● ASSIGNMENT
According to the transcript below, which lab collaborated on modeling the structure of these things and evolving it in a virtual world?

-- DOCUMENT TEXT follows --

So not only can they move around,
but they can, and here what you’re seeing,
is that these cells
are coalescing together.
Now they’re starting to have conversations
about what they are going to do.
You can see here the flashes
are these exchanges of information.
Keep in mind, this is just skin.
There is no nervous system.
There is no brain. This is just skin.
This is skin that has learned
to make a new body
and to explore its environment
and move around.
And they have spontaneous behaviors.
You can see here where
it’s swimming down this maze.
At this point, it decides to turn around
and go back where it came from.
So it has its own behavior,
and this is a remarkable model system
for several reasons.
First of all, it shows us
the amazing plasticity of cells
that are genetically wild type.
There is no genetic editing here.
These are cells that are really prone
to making some sort of functional body.
The second thing,
and this was done in collaboration
with Josh Bongard’s lab at UVM,
they modeled the structure of these things
and evolved it in a virtual world.
So this is literally – on a computer,
they modeled it on a computer.
So this is literally the only organism
that I know of on the face of this planet
whose evolution took place
not in the biosphere of the earth
but inside a computer.
So the individual cells
have an evolutionary history,
but this organism
has never existed before.
It was evolved in this virtual world,
and then we went ahead
and made it in the lab,
and you can see this amazing plasticity.
This is not only
for making useful machines.
You can imagine now programming these
to go out into the environment
and collect toxins and cleanup,
or you could imagine ones
made out of human cells
that would go through your body
and collect cancer cells
or reshape arthritic joints,
deliver pro-regenerative compounds,
all kinds of things.
But not only these useful applications –
this is an amazing sandbox
for learning to communicate
morphogenetic signals to cell collectives.
So once we crack this, once we understand
how these cells decide what to do,
and then we’re going to, of course,
learn to rewrite that information,
the next steps are great improvements
in regenerative medicine,
because we will then be able
to tell cells to build healthy organs.
And so this is now
a really critical opportunity
to learn to communicate with cell groups,
not to micromanage them,
not to force the hardware,
to communicate and rewrite the goals
that these cells are trying to accomplish.
CA: Well, it’s mind-boggling stuff.
Finally, Mike, give us
just one other story
about medicine that might be to come
as you develop this understanding
of how this bioelectric layer works.
ML: Yeah, this is incredibly exciting
because, if you think about it,
most of the problems of biomedicine –
birth defects, degenerative disease,
aging, traumatic injury, even cancer –
all boil down to one thing:
cells are not building
what you would like them to build.
And so if we understood
how to communicate with these collectives
and really rewrite
their target morphologies,
we would be able to normalize tumors,
we would be able to repair birth defects,
induce regeneration of limbs
and other organs,
and these are things
we have already done in frog models.
And so now the next really exciting step
is to take this into mammalian cells
and to really turn this into the next
generation of regenerative medicine
where we learn to address
all of these biomedical needs
by communicating with the cell collectives
and rewriting their bioelectric
pattern memories.
And the final thing I’d like to say
is that the importance of this field
is not only for biomedicine.
You see, this, as I started out by saying,
this ability of cells
in novel environments
to build all kinds of things
besides what their genome tells them
is an example of intelligence,
and biology has been
intelligently solving problems
long before brains came on the scene.
And so this is also the beginnings
of a new inspiration for machine learning
that mimics the artificial intelligence
of body cells, not just brains,
for applications in computer intelligence.
CA: Mike Levin, thank you
for your extraordinary work
and for sharing it
so compellingly with us.
Thank you.
ML: Thank you so much. Thank you, Chris.

-- DOCUMENT TEXT concluded --
-- ENTRIES PROVIDED follows --

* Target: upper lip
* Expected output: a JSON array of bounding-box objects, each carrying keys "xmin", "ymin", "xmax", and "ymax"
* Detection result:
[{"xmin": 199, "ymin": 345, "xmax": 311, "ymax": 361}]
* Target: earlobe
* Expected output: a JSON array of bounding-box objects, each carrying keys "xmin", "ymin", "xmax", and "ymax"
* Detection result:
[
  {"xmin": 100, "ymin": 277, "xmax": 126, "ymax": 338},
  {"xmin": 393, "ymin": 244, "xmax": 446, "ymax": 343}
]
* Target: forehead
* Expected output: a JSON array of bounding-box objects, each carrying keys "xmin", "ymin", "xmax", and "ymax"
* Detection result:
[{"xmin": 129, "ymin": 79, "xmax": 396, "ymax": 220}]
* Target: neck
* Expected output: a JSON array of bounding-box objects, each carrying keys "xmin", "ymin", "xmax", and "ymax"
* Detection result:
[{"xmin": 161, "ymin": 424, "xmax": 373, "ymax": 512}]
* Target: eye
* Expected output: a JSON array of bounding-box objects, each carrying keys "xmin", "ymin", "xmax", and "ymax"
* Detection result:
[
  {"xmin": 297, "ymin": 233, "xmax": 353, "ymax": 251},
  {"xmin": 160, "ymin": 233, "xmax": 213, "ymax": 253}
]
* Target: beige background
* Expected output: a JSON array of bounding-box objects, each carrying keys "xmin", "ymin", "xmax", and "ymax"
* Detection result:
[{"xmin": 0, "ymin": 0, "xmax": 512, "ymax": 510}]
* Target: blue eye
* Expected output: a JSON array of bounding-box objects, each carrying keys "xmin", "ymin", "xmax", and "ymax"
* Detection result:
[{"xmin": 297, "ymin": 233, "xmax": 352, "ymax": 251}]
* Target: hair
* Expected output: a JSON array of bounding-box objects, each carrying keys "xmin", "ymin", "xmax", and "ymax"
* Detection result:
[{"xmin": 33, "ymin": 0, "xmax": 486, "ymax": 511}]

-- ENTRIES PROVIDED concluded --

● ANSWER TO THIS TASK
Josh Bongard's lab at UVM.